Reproduce the records below exactly, but only between the lines holding "notation: point(100, 144)." and "notation: point(252, 102).", inclusive.
--
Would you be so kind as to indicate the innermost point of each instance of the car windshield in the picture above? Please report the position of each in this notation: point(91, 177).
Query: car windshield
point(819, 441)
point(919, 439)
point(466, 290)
--
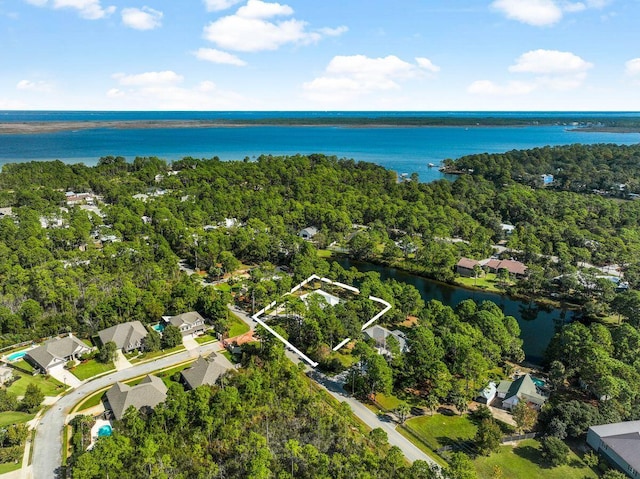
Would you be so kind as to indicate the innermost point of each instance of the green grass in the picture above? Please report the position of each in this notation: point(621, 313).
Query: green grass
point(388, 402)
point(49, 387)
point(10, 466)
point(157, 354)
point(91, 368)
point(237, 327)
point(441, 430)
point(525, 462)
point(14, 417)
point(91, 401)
--
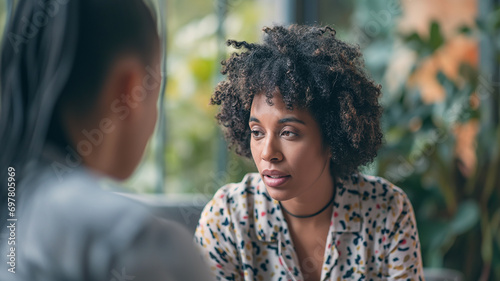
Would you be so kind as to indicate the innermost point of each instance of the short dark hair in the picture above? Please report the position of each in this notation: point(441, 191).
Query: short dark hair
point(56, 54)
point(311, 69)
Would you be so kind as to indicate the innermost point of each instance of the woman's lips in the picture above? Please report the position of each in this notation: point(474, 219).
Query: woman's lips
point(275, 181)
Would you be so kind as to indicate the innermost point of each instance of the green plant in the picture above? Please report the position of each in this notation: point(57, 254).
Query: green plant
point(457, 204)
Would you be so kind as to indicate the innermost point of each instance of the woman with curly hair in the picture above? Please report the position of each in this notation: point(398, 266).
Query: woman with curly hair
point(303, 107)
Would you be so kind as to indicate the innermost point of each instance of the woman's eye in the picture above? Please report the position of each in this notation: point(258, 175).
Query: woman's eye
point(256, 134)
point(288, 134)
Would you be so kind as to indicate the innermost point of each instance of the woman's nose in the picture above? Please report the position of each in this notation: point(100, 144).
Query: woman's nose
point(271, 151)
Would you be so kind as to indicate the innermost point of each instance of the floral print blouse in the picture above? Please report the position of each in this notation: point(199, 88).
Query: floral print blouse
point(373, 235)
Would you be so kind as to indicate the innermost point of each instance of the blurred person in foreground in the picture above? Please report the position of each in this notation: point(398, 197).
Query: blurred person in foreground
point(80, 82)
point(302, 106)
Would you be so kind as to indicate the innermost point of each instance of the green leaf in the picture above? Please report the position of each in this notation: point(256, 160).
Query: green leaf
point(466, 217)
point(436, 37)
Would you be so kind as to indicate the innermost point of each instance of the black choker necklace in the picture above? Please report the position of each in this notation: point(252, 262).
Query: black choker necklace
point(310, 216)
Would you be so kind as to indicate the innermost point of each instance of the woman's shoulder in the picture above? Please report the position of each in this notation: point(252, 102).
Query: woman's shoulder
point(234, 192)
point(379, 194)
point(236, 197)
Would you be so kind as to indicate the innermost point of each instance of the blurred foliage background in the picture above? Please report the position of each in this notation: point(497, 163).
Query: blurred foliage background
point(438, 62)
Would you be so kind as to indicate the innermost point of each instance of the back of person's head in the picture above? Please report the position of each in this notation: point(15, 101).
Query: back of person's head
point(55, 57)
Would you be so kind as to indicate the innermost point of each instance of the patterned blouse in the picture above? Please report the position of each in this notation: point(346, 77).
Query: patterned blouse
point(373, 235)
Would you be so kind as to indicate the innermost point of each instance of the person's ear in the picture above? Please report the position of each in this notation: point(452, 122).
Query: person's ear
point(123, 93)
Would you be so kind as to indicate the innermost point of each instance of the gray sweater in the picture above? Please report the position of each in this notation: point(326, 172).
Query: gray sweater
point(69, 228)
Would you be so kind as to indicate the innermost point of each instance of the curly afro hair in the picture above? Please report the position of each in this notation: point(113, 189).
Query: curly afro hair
--
• WRITTEN ANSWER:
Would you be so kind as to indicate the innermost point of each instance of the woman's nose in the picture above? Please report the position of each in this notation: point(100, 144).
Query: woman's nose
point(271, 151)
Would you be so kind as to indicate the innermost point of each instance of the floral print blouse in the picture above? Please report the position of each in this notation: point(199, 88).
Query: floral print blouse
point(373, 235)
Would you be so kind as to indicate the innermost point of each instance of the blurred person in foreground in the picture above? Please report the position of each in this notation: point(398, 197).
Query: blurred person in foreground
point(80, 82)
point(302, 106)
Would you be so kind as to indicate the innermost point of each instance of the green leaf in the picture above? Please report the position of each in this notation: point(256, 160).
Query: green leaf
point(466, 217)
point(436, 37)
Would you be so kind as to indicate the innermost point of each instance of the black choker necklace in the picture above? Please report the position of each in this notation: point(252, 262).
Query: black choker necklace
point(310, 216)
Would you be so kind as to indicate the innermost point of each instance of the woman's shoulder in the picture above? Please report the position of each in this notation: point(252, 102).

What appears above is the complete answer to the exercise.